— Work to be completed —
Write out the full set of records below exactly.

— Material provided —
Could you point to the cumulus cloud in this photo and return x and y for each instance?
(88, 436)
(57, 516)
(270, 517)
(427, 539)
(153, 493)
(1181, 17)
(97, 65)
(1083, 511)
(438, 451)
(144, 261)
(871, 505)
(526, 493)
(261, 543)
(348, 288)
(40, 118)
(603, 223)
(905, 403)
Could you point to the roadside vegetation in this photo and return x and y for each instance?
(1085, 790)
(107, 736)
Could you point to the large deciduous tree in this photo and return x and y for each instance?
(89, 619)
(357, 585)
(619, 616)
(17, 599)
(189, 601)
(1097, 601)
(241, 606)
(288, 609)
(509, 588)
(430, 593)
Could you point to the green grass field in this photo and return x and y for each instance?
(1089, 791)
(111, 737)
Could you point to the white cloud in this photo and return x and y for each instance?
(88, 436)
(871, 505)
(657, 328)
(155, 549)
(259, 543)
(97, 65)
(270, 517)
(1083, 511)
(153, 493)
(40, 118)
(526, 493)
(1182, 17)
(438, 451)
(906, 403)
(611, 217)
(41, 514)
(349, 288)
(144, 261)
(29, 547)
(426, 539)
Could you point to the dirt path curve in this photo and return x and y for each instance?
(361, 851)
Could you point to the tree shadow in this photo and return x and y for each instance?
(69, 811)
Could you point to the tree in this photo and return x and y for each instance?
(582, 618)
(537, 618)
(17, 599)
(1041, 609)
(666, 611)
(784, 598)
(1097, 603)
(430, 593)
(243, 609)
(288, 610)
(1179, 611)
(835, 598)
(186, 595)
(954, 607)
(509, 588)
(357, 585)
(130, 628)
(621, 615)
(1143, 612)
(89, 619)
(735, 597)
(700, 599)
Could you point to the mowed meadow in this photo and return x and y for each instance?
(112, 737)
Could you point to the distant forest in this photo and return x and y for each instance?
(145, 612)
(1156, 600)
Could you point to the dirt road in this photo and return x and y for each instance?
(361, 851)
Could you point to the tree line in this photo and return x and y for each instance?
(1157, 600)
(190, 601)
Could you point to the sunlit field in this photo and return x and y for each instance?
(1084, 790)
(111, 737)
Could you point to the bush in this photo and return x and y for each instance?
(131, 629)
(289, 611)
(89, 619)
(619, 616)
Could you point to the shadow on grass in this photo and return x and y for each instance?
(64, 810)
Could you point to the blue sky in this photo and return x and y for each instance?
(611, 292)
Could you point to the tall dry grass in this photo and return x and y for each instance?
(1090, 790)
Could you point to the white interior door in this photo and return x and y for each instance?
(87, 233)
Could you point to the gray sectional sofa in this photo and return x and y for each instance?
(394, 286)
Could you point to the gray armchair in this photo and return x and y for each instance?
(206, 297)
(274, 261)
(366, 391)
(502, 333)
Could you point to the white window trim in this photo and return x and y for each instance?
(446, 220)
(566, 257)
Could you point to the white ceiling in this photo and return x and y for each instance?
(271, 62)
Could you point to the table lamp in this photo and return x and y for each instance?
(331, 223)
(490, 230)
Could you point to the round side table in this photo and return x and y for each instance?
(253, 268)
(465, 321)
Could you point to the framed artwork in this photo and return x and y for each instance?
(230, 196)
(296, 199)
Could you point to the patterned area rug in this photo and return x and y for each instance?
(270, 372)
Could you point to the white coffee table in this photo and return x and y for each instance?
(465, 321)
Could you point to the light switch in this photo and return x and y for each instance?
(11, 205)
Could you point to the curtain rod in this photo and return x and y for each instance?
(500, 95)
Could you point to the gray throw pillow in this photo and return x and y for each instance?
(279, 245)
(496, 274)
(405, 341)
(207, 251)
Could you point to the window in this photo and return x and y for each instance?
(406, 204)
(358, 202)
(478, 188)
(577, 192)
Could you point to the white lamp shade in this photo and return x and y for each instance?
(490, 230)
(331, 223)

— Finished answer —
Could you point to the cumulus cloud in this photo and return x and y for each instance?
(88, 436)
(57, 516)
(270, 517)
(427, 539)
(153, 493)
(1181, 17)
(97, 65)
(1083, 511)
(438, 451)
(144, 261)
(871, 505)
(526, 493)
(261, 543)
(348, 288)
(40, 118)
(603, 223)
(905, 403)
Could you point to the roadside vegetation in this photo and return x and y for each instance?
(1085, 790)
(107, 736)
Could you point to the large deciduous tree in this photo and return x and y for each instance?
(89, 619)
(357, 585)
(619, 616)
(17, 599)
(189, 601)
(1097, 601)
(241, 606)
(288, 609)
(509, 588)
(430, 593)
Could you point to the green grass field in this photo and return x and y for each instance?
(1089, 791)
(111, 737)
Could you point to the white cloud in this photo and return x and y for each instance?
(88, 436)
(871, 505)
(657, 328)
(155, 549)
(259, 543)
(97, 65)
(270, 517)
(1083, 511)
(153, 493)
(40, 118)
(526, 493)
(1182, 17)
(438, 451)
(906, 403)
(611, 217)
(41, 514)
(349, 288)
(144, 261)
(29, 547)
(426, 539)
Could you point to the dirt path curve in this photo and return x and y for each instance?
(361, 851)
Could you point to the tree shadow in this photo and return x and y for each instance?
(69, 811)
Could you point to the tree in this photo and return x and y for each instance?
(582, 618)
(537, 618)
(17, 599)
(1041, 609)
(666, 611)
(784, 598)
(1097, 603)
(430, 593)
(243, 609)
(288, 610)
(1179, 611)
(835, 598)
(186, 595)
(954, 607)
(509, 588)
(357, 585)
(130, 628)
(621, 615)
(1143, 612)
(89, 619)
(735, 597)
(700, 599)
Could you point to the mowed meadow in this photo and return x and y for each instance?
(112, 737)
Could you point to the distant forest in this photo and return x and y for each instance?
(145, 612)
(1156, 600)
Could you point to the dirt road in this photo and return x and y for each instance?
(361, 851)
Could you point to the tree line in this photo and return x and y for each instance?
(1157, 600)
(190, 601)
Could you point to the sunlit field in this photo and return x and y for each instance?
(1084, 790)
(111, 737)
Could you point to the bush in this photo and return x and y for each instance?
(131, 629)
(289, 611)
(89, 619)
(619, 616)
Could you point to the shadow on grass in this photo and return x and y for each instance?
(64, 810)
Could you point to the blue sky in this photo and return x and y for each instance?
(611, 292)
Could you point to the tall dry grass in this photo and return x and y for each instance?
(1090, 790)
Could you point to the white interior door in this photo and return x and y for each instance?
(87, 233)
Could you point to the gray sectional sofa in this photo and return x and y for each instance?
(394, 286)
Could you point to the gray armchair in this photo and return x and y for each instance?
(206, 297)
(274, 261)
(366, 391)
(502, 333)
Could you point to the white window trim in this photo and return x and y for each instance?
(446, 220)
(566, 257)
Could you point to the white ceiling in this photo and return x and y for each instance?
(271, 62)
Could you point to the table lamp in this photo and return x and y for each instance?
(331, 223)
(490, 230)
Could you point to the round side table in this photo and return x and y for each instance?
(253, 268)
(465, 321)
Could you point to the framed artwork in this photo and return x and y for each instance?
(230, 196)
(296, 199)
Could you point to the patterned area rug in this photo and return x and y for each instance?
(270, 372)
Could you point to the white coffee table in this photo and return x and y for each instance?
(465, 321)
Could you point to the light switch in this photo and return x and y for each instance?
(11, 205)
Could you point to the curtain rod in this photo and return x and y for each instance?
(500, 95)
Could you point to the gray throw pillow in this photo and return x and y for each instance?
(279, 245)
(496, 274)
(405, 341)
(207, 251)
Could you point to the window in this photo and return x and y for each instance?
(406, 204)
(358, 202)
(478, 188)
(577, 192)
Could you point to the white lamp shade in this photo and return x and y for each instance?
(490, 230)
(331, 223)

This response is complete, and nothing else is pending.